TASK OBJECTIVE ▸ Return every line of the records below verbatim, with no pictures in the copy.

--- --- ---

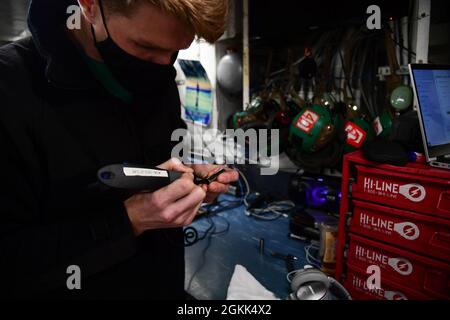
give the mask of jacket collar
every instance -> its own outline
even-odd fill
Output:
[[[46,62],[45,76],[58,88],[86,90],[97,87],[82,53],[66,33],[67,9],[76,0],[32,0],[28,28],[34,44]]]

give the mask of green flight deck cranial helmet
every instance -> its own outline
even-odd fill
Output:
[[[254,96],[250,107],[246,111],[237,112],[231,119],[231,125],[234,129],[249,128],[260,126],[266,123],[271,115],[280,110],[279,102],[274,99],[263,99],[260,96]]]
[[[360,116],[347,120],[344,130],[346,132],[345,153],[361,149],[367,141],[375,137],[375,130],[371,124]]]
[[[246,122],[254,121],[254,116],[261,111],[263,106],[263,100],[260,96],[255,96],[252,98],[248,110],[237,112],[233,115],[232,125],[234,129],[239,129]]]
[[[289,142],[298,152],[314,153],[327,146],[334,133],[328,108],[313,105],[304,109],[292,122]]]
[[[392,116],[387,111],[384,110],[380,116],[379,116],[379,125],[381,126],[381,133],[379,133],[379,136],[381,138],[388,138],[392,131]]]
[[[391,105],[397,111],[404,111],[413,104],[413,92],[409,86],[397,87],[391,94]]]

--- --- ---

REPLY TO THE TASK ▸
give the mask of jacket collar
every instance -> its own outline
even-odd fill
Output:
[[[46,62],[45,76],[58,88],[86,90],[97,87],[82,53],[66,33],[67,9],[76,0],[32,0],[28,28],[34,44]]]

give the mask of green flight deck cranial helmet
every instance -> its own outline
even-odd fill
Output:
[[[254,96],[250,107],[246,111],[237,112],[231,119],[231,125],[234,129],[249,128],[260,126],[266,123],[271,115],[280,110],[279,102],[274,99],[263,99],[260,96]]]
[[[360,116],[347,120],[344,130],[346,132],[345,153],[361,149],[367,141],[375,137],[375,130],[371,124]]]
[[[246,122],[254,121],[254,116],[261,111],[263,106],[263,100],[260,96],[255,96],[252,98],[248,110],[237,112],[233,115],[232,125],[234,129],[239,129]]]
[[[289,142],[298,152],[314,153],[327,146],[334,133],[328,108],[313,105],[304,109],[292,122]]]
[[[392,116],[387,111],[384,110],[380,116],[379,116],[379,125],[381,126],[381,133],[379,133],[379,136],[381,138],[388,138],[392,131]]]
[[[391,105],[397,111],[404,111],[413,104],[413,92],[409,86],[397,87],[391,94]]]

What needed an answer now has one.